Problem to work on
Start at the first record below and retype through the last, exactly.

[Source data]
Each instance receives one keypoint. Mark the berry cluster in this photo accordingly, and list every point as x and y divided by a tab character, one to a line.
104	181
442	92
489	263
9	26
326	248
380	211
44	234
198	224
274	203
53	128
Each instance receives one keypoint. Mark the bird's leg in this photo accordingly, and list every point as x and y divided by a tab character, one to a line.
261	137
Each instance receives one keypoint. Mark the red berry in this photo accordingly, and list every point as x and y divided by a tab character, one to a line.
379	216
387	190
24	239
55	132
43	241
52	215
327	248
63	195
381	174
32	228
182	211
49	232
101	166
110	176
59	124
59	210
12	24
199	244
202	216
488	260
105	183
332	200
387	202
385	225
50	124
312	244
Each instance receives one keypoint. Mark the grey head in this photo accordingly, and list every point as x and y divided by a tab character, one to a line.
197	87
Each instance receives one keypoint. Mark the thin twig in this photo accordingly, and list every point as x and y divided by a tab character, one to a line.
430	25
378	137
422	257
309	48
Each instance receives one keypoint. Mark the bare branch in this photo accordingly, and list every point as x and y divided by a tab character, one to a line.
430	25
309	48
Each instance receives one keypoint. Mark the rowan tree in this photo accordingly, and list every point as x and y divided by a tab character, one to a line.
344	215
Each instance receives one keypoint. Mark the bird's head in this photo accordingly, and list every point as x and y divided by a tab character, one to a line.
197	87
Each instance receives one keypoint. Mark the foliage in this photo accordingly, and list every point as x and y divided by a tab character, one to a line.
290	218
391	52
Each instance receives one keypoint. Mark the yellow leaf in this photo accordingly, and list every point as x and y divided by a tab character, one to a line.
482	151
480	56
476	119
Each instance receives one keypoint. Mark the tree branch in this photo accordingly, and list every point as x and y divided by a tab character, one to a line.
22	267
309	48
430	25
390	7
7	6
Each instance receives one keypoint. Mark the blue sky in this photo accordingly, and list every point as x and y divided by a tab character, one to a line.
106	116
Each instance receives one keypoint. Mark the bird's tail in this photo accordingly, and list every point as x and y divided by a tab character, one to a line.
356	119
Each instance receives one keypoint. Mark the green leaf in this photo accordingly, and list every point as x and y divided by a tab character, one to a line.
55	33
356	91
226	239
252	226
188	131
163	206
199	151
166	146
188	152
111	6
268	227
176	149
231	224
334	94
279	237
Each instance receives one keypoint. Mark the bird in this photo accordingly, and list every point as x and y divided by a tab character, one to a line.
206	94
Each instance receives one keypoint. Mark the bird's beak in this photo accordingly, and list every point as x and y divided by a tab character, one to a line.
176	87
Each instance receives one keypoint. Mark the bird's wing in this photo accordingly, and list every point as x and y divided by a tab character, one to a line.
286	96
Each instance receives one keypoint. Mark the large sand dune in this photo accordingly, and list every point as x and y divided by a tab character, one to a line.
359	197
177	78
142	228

Expected answer
Each instance receives one keypoint. Mark the berry cluster in this photo accordingly, and list every point as x and y divided by a tab character, one to a line.
104	181
442	92
489	263
9	26
326	248
380	211
44	234
198	224
274	203
53	128
Each instance receives one keypoint. Mark the bird's leg in this photo accordingly, and list every point as x and y divided by a tab character, one to a line.
261	137
Each instance receives one keypoint. Mark the red berry in this photo accordingly, and list every point as x and y divided by a tab character, one to a line.
379	216
387	190
24	239
55	132
43	241
52	215
327	248
63	195
381	174
32	228
182	211
49	232
101	166
110	176
59	124
59	210
12	24
199	244
202	216
488	260
105	183
332	200
387	202
385	225
50	124
312	244
Each instance receives one keypoint. Mark the grey head in this photo accordingly, and list every point as x and y divided by a tab character, one to a line.
197	87
Each instance receives one keypoint. Mark the thin twig in this photo accordingly, and list every point as x and y divided by a tab character, one to a line.
430	25
378	137
422	257
309	48
Each instance receives one keypoint. Mark the bare branch in this photo accordingly, and list every point as x and y divided by a tab character, one to a line.
430	25
309	48
Each instance receives one keypoint. Mark the rowan tree in this photo accordingly, and list every point as x and y divided by a tab character, one to a line.
344	215
Each instance receives one keypoint. Mark the bird's head in this photo accordingly, and list every point as x and y divided by a tab character, one to a line.
197	87
Each instance receives one keypoint. Mark the foliage in this photo accordingly, and list every point as x and y divided by a tab character, one to a line.
290	218
391	52
Each instance receives one keypoint. Mark the yellow leaf in this photo accordingly, and list every point as x and y divided by a tab character, one to a line.
482	151
480	56
476	119
Each instance receives one keypoint. Mark the tree branch in this photo accordingly, and list every point as x and y divided by a tab character, one to a line.
22	267
309	48
430	25
390	7
7	6
Each instance receives one keypoint. Mark the blue sky in this photo accordingly, and list every point as x and y divided by a tab character, one to a line.
106	116
Each instance receives one keypoint. Mark the bird's tail in this photo accordingly, and list every point as x and y divided by a tab character, one to a line.
356	119
Each instance receives one keypoint. Mark the green leaf in this photo accordingly, and list every point as x and y divided by a tab character, one to a line.
55	33
356	91
226	239
252	226
188	131
163	206
199	151
166	146
188	152
111	6
268	227
176	149
231	224
334	94
279	237
Each instance receives one keypoint. Mark the bird in this photo accordingly, and list every point as x and y divided by a tab character, one to a line.
206	94
Each instance receives one keypoint. Mark the bird's beak in this photo accordingly, and list every point as x and y divided by a tab character, one to a line.
176	87
Each instance receives one keypoint. Mark the bird's wing in this photo accordingly, and list every point as x and y divided by a tab character, one to a line.
286	96
Each instance receives one keypoint. Mark the large sand dune in this photo accordingly, and list every point as x and y divided by a tab character, one to a line.
359	197
177	78
142	228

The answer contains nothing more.